FRAGMENTO DE LECTURA
_ _ _

Para regular la puntuación de cada alumno, la disciplina y la emulación en el cumplimiento del deber se aplicaba el procedimiento de puntuaciones positivas y negativas partiendo del “Coeficiente de conducta y aplicación”. Ello permitía un riguroso control de toda la vida escolar en sus más diversos aspectos. En este contexto disciplinario la figura del Educador se anteponía como referente para el mantenimiento de la disciplina, vigilancia y asistencia de los alumnos. Cada Educador se encargaba de un grupo de alumnos internos y externos. Les enseñaba a ser respetuoso con los demás, reglas de urbanidad en las reuniones y encuentros sociales, a comer bien en la mesa, a ser responsables de sus actos, a respetar los compromisos adquiridos, etc. 
El educador, en estrecho contacto con su grupo de tutelados anotaba periodicamente los progresos de cada uno en el “Libro de conducta”. Al final del mes se remitía a la Secretaria General del centro para su envío a los familiares y Mutualidades Laborales. En este sentido, el equipo docente y de educadores mantenían un contacto continuo con el Gabinete psicotécnico que les proporcionaba los datos sobre la conducta, vocación y carácter del alumnado.

Lógicamente, este sistema obligaba al alumno becado a estar en constante alerta ante la posibilidad de perder la beca de estudios, que cubría la totalidad de gastos, otorgada por las Mutualidades Laborales. Esto suponía para un alumnado, en el que más del noventa por ciento era de condición obrera, el consiguiente abandono escolar pues muy pocos podían costearse este tipo de estudios superiores. Para no perderla el alumno debía esforzarse y superar los niveles exigidos, es decir, aprobar todas las asignaturas. Un solo suspenso significaba la pérdida automática de la beca y la expulsión del centro. Una beca que abarcaba la totalidad de gastos del alumno sufragándole: enseñanza, alimentación, viajes desde la residencia y viceversa, material escolar, matrícula, material de aseo, libros de texto, calefacción y alumbrado, utilización de todas las instalaciones del centro (laboratorios, talleres, materiales para prácticas, equipo deportivo), lavado y planchado de ropa, correspondencia con los familiares, vestuario, certificaciones y títulos académicos. Hasta los años setenta el vestuario comprendía: dos pijamas; un traje de diario, compuesto por chaqueta, cazadora, jersey y dos pantalones; unas botas y unos zapatos de vestir; dos monos de trabajo; un albornoz; y un equipo de gimnasia, compuesto de camiseta, pantalón de deportes, chándal y zapatillas deportivas.

_ _ _

FILAS DE DATOS
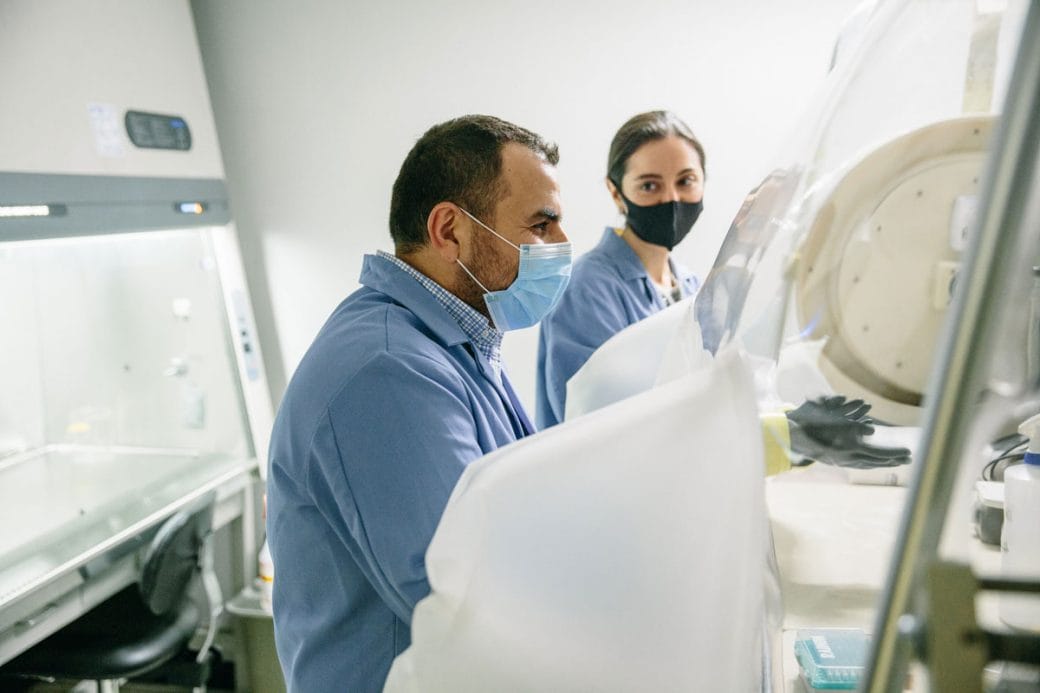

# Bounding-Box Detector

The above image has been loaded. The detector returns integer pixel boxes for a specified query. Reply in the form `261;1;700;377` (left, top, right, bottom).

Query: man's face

_ _ _

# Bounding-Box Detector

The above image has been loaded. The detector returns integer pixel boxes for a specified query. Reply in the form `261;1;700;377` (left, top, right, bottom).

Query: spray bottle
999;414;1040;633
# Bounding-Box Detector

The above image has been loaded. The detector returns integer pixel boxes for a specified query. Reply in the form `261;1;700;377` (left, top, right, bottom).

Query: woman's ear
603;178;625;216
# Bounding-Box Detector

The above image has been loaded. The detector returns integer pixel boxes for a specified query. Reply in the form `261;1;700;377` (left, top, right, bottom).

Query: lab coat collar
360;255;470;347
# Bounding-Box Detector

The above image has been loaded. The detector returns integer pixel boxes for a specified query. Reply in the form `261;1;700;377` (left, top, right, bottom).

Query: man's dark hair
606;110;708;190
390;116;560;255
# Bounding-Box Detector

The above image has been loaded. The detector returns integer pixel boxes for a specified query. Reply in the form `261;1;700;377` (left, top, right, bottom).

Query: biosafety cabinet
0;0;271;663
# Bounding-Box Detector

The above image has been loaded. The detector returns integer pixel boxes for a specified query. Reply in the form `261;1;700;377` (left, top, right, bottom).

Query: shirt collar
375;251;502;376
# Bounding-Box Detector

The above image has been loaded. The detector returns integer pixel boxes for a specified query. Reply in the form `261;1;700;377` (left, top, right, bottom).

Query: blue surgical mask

_ _ _

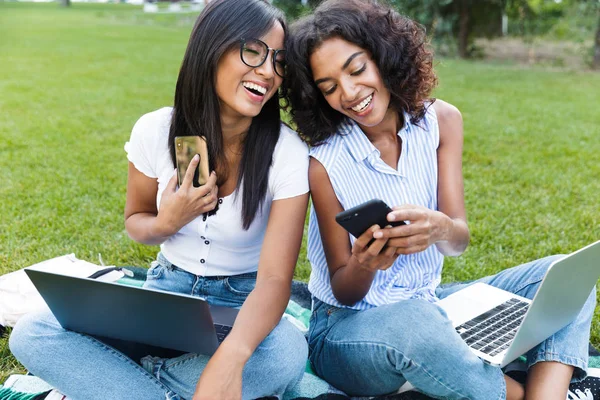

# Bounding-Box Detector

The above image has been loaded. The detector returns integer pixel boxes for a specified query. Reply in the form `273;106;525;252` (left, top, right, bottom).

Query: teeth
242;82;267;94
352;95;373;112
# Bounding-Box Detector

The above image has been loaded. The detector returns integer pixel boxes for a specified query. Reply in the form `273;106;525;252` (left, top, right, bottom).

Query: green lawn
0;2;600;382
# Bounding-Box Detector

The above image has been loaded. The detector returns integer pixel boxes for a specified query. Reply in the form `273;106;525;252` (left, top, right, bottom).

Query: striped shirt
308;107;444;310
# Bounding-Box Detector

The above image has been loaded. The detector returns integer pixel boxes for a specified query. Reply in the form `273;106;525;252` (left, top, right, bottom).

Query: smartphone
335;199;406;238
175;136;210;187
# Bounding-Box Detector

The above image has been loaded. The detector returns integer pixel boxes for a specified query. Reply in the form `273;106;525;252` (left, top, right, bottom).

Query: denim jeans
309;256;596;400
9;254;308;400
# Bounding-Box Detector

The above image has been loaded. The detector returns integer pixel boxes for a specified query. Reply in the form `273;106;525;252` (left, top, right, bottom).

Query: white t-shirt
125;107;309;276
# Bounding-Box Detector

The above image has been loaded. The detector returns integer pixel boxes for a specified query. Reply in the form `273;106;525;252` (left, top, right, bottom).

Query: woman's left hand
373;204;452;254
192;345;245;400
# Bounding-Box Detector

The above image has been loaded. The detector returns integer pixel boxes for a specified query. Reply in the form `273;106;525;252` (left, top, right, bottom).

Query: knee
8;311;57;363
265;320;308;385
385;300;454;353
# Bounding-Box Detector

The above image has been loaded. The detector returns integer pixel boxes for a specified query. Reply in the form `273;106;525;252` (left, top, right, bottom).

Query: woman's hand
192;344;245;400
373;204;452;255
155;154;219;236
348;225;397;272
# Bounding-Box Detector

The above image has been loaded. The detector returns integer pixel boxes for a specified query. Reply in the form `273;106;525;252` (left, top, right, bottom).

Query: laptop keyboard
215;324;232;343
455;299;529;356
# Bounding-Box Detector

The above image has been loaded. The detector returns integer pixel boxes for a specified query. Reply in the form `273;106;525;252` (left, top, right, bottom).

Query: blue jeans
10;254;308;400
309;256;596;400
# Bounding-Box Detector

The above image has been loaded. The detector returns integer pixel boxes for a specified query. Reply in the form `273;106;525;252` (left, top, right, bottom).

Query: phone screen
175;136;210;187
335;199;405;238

_ _ _

TAREAS Y EJERCICIOS
A. Según el fragmento de lectura, ¿qué ocurría al alumno becado que tenía un solo suspenso?
B. Extraiga cada línea de las filas que contenga la palabra "blue".

RESPUESTAS ESPERADAS
A. Perdía automáticamente la beca y era expulsado del centro.

B.
Query: blue surgical mask
Query: blue jeans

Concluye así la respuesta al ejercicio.